> EXERCÍCIO CURTO
No texto sobre Sócrates, em qual diálogo de Platão surgiu a definição de filósofo?

'Só
sei que nada sei'
"Sócrates, o filósofo por
excelência
Sócrates é o grande marco da filosofia antiga . Não é
por acaso que chamam os filósofos anteriores ao seu pensamento de
'pré-socráticos'. Se pararmos para pensar, temos aqui algo interessante: muitos
desses filósofos foram contemporâneos de Sócrates. Então, por que chamá-los
'pré-socráticos', se eles não vieram antes de Sócrates? A resposta a ser dada é
que, aqui, não é tanto a cronologia que importa, mas o modo de conceber e fazer
filosofia.
Filosofia significa, etimologicamente, 'amor pela
sabedoria', ou 'amizade pela sabedoria'. Assim, a noção de sabedoria tem
crucial importância para sabermos o que é um filósofo. Antes de Sócrates, o
termo 'sabedoria' tinha várias acepções. A sabedoria podia ser um saber-fazer
técnico; um saber político, que era como os sofistas entendiam a sabedoria; um saber falar, saber convencer o outro,
ou seja, o domínio da linguagem retórica; um saber científico, que
englobava as ciências exatas , nascidas no século VI a. C; e as
especulações dos pré-socráticos.
Assim, como podemos perceber, a noção de sabedoria era
muito vaga. Não havia uma definição de filósofo. Esta surgiu apenas com Platão,
em seu diálogo 'O Banquete'. Nesse diálogo, a definição é dada com base em
Sócrates e em sua doutrina do não saber.

[Linhas do conjunto de dados de apontamento de objetos]
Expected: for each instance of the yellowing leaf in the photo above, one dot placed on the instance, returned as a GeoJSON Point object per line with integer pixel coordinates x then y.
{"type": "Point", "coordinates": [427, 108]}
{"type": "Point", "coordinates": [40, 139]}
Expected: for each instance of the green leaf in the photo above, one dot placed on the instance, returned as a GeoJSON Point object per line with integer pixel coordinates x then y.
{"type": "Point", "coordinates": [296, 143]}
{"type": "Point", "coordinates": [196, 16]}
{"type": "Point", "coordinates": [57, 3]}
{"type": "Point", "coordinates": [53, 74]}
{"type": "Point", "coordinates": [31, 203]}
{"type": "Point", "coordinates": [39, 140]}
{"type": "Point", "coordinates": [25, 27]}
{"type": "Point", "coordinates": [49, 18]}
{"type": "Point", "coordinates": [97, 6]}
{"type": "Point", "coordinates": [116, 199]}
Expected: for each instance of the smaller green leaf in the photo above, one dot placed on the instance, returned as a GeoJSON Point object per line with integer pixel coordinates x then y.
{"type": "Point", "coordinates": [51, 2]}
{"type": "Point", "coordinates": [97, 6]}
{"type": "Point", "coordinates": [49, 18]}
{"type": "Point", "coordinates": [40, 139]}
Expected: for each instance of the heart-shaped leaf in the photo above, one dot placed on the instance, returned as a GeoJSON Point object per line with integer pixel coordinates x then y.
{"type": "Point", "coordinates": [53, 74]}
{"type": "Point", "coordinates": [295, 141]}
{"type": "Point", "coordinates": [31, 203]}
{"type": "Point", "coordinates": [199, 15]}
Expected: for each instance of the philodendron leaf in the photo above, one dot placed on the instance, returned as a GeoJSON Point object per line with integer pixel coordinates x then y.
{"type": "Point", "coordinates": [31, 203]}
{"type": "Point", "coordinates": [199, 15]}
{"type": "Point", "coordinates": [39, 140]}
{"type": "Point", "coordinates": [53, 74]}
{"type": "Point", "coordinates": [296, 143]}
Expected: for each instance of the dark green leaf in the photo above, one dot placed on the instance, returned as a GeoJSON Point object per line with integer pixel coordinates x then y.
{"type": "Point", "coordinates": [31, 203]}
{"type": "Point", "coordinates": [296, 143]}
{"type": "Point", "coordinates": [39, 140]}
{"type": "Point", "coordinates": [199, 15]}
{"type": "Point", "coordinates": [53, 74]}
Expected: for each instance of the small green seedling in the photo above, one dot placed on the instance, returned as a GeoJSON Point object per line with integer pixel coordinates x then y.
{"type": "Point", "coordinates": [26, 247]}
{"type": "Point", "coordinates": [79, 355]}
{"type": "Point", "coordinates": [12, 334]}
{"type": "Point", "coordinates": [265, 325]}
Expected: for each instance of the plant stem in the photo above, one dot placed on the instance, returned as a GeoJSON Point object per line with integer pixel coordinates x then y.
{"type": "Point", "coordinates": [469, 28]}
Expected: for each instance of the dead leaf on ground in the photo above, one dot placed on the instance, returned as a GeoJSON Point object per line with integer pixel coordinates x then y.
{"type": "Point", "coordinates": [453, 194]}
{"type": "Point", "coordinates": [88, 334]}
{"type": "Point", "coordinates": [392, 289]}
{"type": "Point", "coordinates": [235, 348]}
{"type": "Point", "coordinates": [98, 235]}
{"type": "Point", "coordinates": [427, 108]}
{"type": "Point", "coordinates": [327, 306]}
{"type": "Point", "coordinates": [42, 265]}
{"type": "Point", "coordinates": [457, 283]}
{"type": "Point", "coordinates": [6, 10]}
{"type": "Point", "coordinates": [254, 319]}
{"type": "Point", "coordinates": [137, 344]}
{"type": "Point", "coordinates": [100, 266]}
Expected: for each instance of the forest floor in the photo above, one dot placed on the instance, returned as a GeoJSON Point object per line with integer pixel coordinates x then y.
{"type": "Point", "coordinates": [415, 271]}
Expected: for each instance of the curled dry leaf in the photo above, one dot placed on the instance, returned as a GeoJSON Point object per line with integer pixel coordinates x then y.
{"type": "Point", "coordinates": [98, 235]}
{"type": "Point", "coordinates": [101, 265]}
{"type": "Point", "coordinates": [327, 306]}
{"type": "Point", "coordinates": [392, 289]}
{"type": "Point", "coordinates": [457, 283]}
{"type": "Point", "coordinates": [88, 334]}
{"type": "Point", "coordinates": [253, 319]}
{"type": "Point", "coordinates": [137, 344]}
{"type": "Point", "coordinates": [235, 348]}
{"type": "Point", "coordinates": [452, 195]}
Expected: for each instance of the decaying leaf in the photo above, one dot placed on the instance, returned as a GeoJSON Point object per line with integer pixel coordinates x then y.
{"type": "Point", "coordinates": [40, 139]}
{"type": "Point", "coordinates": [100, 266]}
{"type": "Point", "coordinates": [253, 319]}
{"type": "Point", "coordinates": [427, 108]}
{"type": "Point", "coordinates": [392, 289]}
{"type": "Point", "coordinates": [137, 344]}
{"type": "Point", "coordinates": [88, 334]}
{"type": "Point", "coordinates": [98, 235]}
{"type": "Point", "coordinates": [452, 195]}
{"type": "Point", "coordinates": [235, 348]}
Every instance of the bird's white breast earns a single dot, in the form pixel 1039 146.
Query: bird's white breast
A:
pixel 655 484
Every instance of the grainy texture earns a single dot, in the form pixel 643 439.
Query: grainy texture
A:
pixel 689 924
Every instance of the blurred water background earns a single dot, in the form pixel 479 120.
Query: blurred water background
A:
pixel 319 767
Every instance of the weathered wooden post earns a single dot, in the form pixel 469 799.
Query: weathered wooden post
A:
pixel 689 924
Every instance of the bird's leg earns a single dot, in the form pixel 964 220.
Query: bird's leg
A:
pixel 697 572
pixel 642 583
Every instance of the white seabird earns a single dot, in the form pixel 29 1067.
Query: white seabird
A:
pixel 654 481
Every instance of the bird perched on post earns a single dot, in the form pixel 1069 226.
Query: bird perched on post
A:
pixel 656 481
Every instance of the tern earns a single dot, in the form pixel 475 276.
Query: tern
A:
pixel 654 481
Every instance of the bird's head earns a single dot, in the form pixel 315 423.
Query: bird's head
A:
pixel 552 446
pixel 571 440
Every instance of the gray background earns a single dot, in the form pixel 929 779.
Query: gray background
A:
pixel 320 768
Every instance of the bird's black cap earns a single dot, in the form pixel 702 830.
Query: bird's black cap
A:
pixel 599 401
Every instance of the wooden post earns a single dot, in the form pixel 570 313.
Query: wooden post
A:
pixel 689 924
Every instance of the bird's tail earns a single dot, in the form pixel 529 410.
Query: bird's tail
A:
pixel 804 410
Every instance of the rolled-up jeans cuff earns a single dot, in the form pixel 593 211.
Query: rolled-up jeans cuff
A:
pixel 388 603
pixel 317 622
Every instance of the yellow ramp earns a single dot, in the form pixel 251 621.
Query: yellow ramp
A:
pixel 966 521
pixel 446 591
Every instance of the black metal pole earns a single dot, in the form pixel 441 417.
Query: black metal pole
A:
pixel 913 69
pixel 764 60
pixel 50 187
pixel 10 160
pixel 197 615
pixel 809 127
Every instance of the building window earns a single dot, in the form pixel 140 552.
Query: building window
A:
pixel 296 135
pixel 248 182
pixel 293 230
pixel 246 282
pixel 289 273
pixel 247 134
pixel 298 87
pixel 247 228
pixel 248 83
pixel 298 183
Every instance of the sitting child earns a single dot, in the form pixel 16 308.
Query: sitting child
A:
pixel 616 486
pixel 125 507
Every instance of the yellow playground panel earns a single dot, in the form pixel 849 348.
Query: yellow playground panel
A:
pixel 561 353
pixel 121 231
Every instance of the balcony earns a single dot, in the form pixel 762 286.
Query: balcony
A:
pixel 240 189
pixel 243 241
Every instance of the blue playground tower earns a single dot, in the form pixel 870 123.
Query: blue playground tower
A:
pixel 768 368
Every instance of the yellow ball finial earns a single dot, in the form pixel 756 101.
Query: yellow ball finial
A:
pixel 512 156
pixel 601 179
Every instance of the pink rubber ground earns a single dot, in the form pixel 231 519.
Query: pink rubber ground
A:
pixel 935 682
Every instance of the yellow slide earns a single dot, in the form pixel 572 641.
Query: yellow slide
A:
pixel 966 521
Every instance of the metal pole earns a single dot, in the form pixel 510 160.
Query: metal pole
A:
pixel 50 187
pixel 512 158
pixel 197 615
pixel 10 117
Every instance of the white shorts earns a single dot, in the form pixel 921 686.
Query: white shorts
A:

> SOLUÇÃO
No diálogo "O Banquete".